CONSIGNES:
1) Relevez toutes les personnes nommées dans l'extrait sur le film, dans l'ordre de leur apparition.
2) Reprenez l'extrait sur le film, s'il vous plaît, et poursuivez-le à partir de sa dernière phrase.

EXTRAIT DU DOCUMENT:
Sans Laisser d'adresse

 

AAAA Le 17 juillet 1950 débute la réalisation d'un film initialement intitulé Parti sans laisser d'adresse, avec dans les rôles principaux Bernard Blier en chauffeur de taxi et Danièle Delorme en innocente provinciale débarquée à Paris. Tout se déroule bien durant le tournage, qui est à la fois amical et bon enfant. Pourtant, la préparation du film n'a pas été simple. Le film devait être réalisé par Alex Joffé, l'auteur du script original, avec Bourvil en vedette. Mais ces deux personnes se montrent finalement indisponibles. Le role sera confié à Bernard Blier qui raconte dans une interview à la revue Cinémonde : "Il y avait longtemps que le producteur Raoul Ploquin m'avait proposé le sujet de Joffé. L'histoire me plaisait parce qu'elle était humaine et vraie. Avec Ploquin, nous avons pensé que Le Chanois, qui avait si bien réussi L'Ecole buissonière, pourrait assurer son succès". Mais le réalisateur parisien - qui rencontra un immense succès quelques années plus tard avec Papa Maman la bonne et moi - hésita longtemps avant d'accepter : "On m'avait soumis le scénario de cette chronique traditionnelle qui de prime abord m'avait paru assez vulgaire. Après avoir demandé une totale liberté, j'ai centré mon récit sur la solidarité humaine et jen ai même fait la ligne directrice de l'intrigue". Etudions donc ce film plus en détail, en analysant ses caractéristiques, son succès, ainsi que sa place dans les carrières respectives de Bernard Blier et Louis de Funès.

DONNÉES SOURCES:
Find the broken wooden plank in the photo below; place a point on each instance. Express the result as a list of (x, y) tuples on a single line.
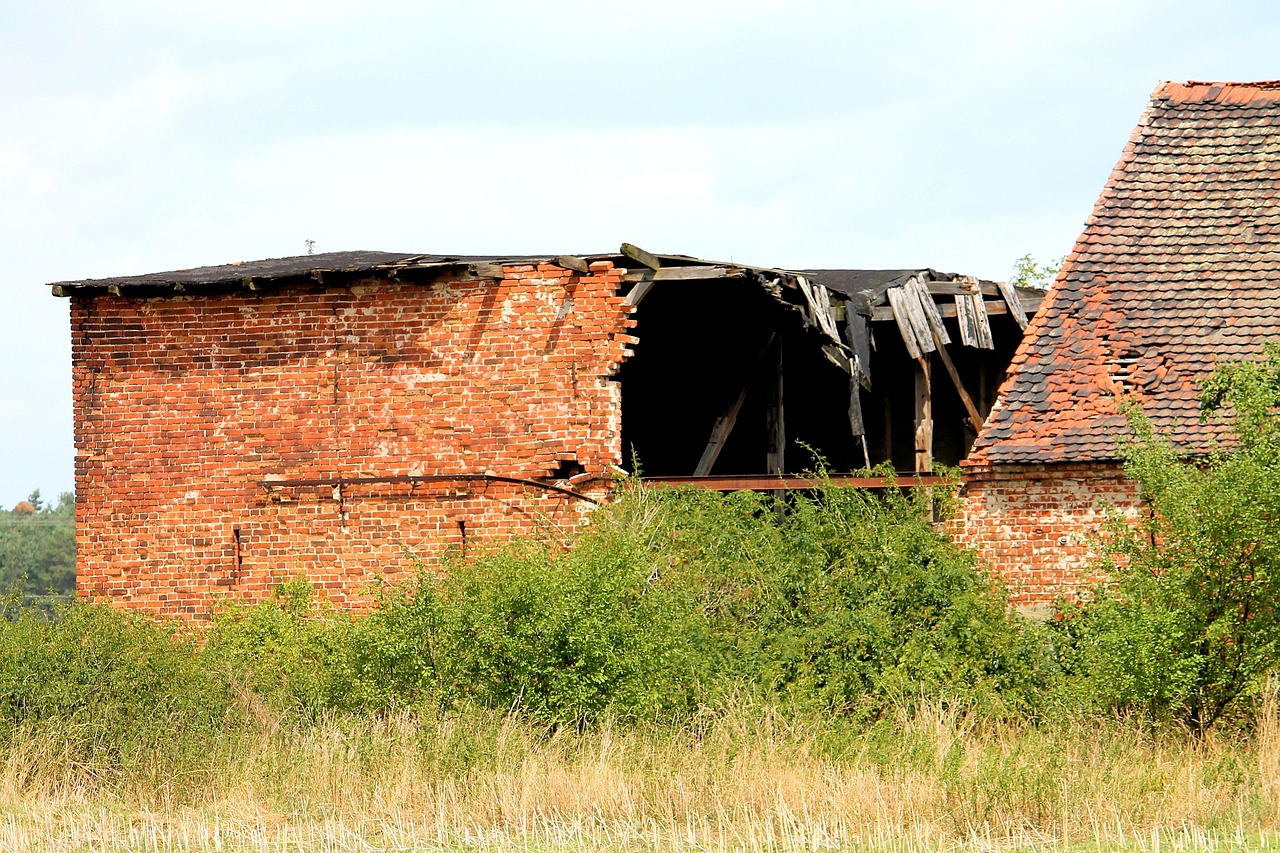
[(488, 270), (576, 264), (775, 418), (897, 308), (723, 424), (951, 288), (923, 418), (945, 311), (639, 292), (908, 310), (640, 256), (1015, 305), (858, 337), (968, 324), (819, 308), (721, 429), (855, 409), (974, 418), (676, 274), (929, 308)]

CORRIGÉ DE L'EXERCICE:
1)
Bernard Blier
Danièle Delorme
Alex Joffé
Bourvil
Raoul Ploquin
Le Chanois
Louis de Funès

2)
Le scénario et la distribution

AAAA L'affiche du film annonce "une comédie où l'on pleure, un drame où l'on rit". Le scénario - simple et touchant, voire naïf - met en lumière des Français moyens vadrouillant dans les rues de Paris. Le réalisateur Jean-Paul Le Chanois - qui a tenu dans le Paris occupé un emploi paradoxal, à la fois juif, communiste, résistant et employé par les Allemands à la firme Continental - brosse le portrait des doutes et des contradictions de la grande ville. Partant du grand garage de La Chapelle, les protagonistes se rendent Rue Ravigan (à Montmartre), puis rue de l'Abbaye (6ème), au palais de la Mutualité, rue de la Saïda (15ème), à Barbès (18ème), pour terminer à l'hôtel Dieu (4ème) et gare de Lyon (12ème). En outre, la profession de chauffeur de taxi sera plus tard l'occasion d'autres visites guidées de Paris dans d'autres genres, que ce soit la comédie ("Monsieur Taxi" d'André Hunebelle, avec Michel Simon) ou le polar ("Un Témoin de la ville" d'Edouard Molinaro, avec Lino Ventura).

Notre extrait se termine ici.